= Given request =
Enter the data from the line with "10. This question is worth 5 marks. Locate the blue metal" to the line with "[239,188,1062,887]", both included, as a JSON list of strings with one string per line. Omit any blank lines.

= Material supplied =
* Begin *
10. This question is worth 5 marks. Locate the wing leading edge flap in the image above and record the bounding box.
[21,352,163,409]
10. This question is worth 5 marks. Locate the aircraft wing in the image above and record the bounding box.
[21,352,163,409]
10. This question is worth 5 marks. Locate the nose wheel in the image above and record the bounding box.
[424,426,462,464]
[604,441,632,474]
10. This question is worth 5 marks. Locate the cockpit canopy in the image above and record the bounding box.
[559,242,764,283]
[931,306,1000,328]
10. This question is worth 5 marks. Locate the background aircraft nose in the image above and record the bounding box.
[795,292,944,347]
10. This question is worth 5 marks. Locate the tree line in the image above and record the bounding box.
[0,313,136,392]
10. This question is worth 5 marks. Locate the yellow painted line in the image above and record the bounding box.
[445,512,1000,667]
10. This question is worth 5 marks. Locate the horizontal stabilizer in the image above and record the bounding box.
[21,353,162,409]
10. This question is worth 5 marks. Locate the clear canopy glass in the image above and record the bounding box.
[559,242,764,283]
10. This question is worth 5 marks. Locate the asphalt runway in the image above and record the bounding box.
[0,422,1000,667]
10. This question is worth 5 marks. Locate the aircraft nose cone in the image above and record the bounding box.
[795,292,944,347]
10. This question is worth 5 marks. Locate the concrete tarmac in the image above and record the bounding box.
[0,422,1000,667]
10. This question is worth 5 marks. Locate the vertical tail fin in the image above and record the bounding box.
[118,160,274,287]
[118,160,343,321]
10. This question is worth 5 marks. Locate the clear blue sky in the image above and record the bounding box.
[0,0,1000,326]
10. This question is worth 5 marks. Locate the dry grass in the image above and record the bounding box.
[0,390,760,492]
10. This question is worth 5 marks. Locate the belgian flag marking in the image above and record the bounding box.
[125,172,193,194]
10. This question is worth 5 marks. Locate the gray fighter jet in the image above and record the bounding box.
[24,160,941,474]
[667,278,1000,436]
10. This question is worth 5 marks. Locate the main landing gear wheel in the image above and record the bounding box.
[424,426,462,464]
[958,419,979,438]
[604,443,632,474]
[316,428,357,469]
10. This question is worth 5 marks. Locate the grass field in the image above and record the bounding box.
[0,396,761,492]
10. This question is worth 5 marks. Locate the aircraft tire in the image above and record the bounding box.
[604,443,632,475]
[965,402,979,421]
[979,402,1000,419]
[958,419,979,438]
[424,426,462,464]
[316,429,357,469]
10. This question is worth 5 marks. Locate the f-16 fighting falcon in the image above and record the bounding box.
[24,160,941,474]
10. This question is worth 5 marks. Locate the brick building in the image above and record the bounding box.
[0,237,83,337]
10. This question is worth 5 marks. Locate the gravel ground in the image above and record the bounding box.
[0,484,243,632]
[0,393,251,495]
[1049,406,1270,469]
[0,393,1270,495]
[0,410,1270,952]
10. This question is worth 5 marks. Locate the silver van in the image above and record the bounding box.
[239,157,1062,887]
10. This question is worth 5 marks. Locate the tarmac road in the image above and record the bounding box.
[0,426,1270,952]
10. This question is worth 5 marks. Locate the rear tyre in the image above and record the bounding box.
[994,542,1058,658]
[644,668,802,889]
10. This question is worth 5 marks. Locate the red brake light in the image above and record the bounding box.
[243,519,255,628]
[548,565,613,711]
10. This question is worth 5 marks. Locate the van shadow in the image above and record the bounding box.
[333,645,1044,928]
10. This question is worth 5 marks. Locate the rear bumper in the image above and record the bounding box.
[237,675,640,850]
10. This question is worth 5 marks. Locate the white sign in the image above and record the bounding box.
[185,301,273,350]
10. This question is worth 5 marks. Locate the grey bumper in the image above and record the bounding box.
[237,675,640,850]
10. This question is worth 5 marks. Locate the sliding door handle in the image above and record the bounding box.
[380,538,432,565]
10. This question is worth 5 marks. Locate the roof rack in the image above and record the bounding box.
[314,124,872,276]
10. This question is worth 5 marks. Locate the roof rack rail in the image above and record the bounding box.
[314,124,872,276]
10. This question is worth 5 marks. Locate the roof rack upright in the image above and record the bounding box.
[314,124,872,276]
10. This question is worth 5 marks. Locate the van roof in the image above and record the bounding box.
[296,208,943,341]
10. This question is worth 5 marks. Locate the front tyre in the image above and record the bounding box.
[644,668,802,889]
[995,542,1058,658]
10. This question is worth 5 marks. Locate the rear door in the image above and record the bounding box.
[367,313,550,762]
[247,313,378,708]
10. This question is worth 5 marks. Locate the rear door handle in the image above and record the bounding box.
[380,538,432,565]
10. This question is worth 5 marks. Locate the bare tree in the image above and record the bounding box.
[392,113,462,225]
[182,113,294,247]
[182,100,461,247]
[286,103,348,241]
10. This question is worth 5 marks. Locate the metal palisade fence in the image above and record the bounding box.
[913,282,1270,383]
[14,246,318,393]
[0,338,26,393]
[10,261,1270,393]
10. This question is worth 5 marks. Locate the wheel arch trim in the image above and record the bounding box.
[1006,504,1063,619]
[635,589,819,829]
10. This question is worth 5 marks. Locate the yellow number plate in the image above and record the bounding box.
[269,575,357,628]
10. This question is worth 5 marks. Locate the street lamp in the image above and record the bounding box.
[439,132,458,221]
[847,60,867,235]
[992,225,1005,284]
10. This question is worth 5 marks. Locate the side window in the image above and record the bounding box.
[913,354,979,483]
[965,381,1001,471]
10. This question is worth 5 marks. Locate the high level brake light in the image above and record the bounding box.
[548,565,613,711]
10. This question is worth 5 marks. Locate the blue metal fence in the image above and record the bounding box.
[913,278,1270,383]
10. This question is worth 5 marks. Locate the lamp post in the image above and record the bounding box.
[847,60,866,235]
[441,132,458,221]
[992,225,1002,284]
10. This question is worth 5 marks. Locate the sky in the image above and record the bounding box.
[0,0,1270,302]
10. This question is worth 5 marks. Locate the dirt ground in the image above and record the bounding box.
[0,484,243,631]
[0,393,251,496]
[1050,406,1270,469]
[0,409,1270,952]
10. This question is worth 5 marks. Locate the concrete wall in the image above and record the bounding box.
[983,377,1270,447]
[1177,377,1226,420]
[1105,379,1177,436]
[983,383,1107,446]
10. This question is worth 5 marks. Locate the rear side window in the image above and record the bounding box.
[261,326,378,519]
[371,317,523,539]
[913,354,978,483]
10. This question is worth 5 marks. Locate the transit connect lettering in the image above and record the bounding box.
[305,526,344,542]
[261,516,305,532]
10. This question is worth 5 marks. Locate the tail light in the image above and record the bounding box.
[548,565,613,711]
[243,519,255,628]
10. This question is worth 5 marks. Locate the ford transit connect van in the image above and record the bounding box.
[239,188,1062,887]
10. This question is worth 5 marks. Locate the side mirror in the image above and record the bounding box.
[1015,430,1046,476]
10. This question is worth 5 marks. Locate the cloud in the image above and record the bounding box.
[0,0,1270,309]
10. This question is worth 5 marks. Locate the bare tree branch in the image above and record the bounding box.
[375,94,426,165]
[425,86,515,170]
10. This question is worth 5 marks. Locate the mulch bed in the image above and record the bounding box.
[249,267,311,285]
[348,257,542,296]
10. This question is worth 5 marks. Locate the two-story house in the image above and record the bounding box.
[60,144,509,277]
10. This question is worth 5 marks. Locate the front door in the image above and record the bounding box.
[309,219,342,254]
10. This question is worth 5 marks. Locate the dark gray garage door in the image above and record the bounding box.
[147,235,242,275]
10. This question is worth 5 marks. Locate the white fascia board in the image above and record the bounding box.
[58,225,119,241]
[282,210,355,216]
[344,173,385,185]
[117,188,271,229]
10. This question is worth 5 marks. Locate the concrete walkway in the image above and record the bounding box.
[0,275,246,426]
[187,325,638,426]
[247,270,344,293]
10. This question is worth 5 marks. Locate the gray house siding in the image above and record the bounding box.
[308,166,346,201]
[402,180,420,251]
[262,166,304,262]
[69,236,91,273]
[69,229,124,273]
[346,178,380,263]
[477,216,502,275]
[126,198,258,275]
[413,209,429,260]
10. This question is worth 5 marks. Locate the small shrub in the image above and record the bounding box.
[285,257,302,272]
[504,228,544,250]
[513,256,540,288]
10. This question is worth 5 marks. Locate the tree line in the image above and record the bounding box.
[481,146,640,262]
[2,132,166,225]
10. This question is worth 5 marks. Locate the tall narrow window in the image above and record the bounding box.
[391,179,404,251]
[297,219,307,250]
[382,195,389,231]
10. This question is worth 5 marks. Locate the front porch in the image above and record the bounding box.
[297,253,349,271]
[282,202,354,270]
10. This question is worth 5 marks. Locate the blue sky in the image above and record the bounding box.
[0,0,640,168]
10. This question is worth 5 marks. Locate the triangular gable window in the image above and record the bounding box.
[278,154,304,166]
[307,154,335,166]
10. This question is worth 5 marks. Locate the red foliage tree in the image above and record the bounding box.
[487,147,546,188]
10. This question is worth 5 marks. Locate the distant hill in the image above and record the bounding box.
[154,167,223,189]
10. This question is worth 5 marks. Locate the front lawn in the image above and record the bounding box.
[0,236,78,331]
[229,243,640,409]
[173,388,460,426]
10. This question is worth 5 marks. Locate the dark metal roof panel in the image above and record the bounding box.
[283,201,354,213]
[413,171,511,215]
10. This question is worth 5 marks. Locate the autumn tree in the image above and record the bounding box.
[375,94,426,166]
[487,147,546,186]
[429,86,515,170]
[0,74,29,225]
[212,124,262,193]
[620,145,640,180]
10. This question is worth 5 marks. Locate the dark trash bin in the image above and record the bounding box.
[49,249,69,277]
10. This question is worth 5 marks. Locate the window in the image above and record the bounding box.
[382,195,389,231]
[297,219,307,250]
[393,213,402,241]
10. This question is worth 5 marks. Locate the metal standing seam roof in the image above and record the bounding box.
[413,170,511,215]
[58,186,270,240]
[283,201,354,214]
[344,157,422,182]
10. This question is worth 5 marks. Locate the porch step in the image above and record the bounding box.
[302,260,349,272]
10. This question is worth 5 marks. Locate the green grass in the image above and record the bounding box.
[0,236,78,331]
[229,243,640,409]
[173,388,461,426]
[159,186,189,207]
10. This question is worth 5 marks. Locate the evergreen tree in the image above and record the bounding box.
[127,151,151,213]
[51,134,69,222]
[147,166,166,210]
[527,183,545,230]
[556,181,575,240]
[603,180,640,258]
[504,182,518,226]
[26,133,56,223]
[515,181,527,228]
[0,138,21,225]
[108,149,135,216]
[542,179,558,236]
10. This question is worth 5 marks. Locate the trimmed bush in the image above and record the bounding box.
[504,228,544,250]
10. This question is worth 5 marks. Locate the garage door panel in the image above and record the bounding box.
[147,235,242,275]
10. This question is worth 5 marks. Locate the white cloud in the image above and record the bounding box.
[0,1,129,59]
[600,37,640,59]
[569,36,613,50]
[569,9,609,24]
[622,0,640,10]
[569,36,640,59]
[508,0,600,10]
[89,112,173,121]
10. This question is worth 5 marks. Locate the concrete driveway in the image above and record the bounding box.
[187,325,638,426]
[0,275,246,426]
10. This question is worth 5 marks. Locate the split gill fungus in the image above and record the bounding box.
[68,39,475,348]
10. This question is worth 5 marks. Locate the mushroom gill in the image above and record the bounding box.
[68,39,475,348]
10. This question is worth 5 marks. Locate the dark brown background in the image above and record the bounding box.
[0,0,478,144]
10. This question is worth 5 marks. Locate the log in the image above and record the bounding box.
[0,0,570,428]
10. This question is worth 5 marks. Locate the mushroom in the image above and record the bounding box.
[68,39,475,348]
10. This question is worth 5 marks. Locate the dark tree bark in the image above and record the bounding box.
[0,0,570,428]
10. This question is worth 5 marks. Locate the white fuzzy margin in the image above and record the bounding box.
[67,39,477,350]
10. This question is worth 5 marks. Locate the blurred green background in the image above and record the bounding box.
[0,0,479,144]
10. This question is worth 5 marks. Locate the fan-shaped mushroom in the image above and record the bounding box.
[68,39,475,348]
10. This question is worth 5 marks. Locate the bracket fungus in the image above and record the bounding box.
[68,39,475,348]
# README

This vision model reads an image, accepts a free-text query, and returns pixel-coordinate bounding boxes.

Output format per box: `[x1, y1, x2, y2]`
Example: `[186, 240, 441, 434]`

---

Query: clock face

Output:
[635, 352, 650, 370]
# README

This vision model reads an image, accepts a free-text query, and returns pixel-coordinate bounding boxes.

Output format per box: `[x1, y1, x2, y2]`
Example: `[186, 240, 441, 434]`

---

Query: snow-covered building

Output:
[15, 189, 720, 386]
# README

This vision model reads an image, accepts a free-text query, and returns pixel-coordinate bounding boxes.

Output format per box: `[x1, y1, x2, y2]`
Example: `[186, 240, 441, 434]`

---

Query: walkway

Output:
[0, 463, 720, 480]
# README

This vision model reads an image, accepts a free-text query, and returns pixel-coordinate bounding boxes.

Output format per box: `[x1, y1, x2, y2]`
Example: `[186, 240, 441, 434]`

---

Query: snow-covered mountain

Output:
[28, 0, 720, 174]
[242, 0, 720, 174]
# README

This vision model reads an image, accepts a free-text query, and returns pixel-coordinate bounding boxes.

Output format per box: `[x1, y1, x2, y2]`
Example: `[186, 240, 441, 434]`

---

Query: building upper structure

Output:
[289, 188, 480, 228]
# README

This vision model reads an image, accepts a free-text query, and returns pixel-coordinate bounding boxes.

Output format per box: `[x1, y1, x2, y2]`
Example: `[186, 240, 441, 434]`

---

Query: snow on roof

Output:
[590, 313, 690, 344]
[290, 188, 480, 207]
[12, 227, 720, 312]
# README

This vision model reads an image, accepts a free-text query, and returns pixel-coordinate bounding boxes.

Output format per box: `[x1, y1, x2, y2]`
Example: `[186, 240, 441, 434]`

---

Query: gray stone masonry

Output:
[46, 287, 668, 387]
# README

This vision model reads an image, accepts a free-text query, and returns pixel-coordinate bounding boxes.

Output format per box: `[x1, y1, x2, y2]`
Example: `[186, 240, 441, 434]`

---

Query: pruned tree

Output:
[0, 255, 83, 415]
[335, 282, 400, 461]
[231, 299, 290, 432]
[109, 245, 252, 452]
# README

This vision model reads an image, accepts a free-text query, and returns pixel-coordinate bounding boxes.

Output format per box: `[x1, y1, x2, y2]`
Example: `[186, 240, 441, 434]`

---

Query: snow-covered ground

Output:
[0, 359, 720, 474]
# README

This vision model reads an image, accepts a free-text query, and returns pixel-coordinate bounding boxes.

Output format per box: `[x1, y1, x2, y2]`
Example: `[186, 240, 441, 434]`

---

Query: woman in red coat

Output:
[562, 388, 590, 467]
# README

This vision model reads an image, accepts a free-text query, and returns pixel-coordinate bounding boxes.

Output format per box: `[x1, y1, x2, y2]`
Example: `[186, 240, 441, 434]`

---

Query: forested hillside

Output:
* End *
= Final result =
[
  "10. This question is worth 5 marks. Locate the blue metal fence in the image above and record the bounding box.",
  "[913,278,1270,383]",
  "10. This question is worth 5 marks. Locate the lamp post in the image above and record the bounding box.",
  "[847,60,866,235]",
  "[441,132,458,221]",
  "[992,225,1002,284]",
  "10. This question is worth 5 marks. Locate the sky in the image above and record the bounding box.",
  "[0,0,1270,302]",
  "10. This question is worth 5 marks. Locate the dirt ground in the image above and record the bounding box.",
  "[0,484,243,631]",
  "[0,393,251,496]",
  "[1050,406,1270,469]",
  "[0,409,1270,952]",
  "10. This question is worth 5 marks. Locate the concrete wall in the image above and record the bounding box.",
  "[983,377,1270,447]",
  "[1177,377,1226,420]",
  "[1105,379,1177,436]",
  "[983,383,1107,446]",
  "10. This question is worth 5 marks. Locate the rear side window in the image above and record the bounding box.",
  "[261,326,378,519]",
  "[371,317,523,539]",
  "[913,354,978,483]",
  "10. This question is worth 5 marks. Locate the transit connect lettering in the image above and record the bounding box.",
  "[305,526,344,542]",
  "[261,516,305,532]",
  "10. This question is worth 5 marks. Locate the tail light in the image above and record the bounding box.",
  "[548,565,613,711]",
  "[243,519,255,628]",
  "10. This question is worth 5 marks. Locate the ford transit connect van in the image above and record the bounding box.",
  "[239,188,1062,887]"
]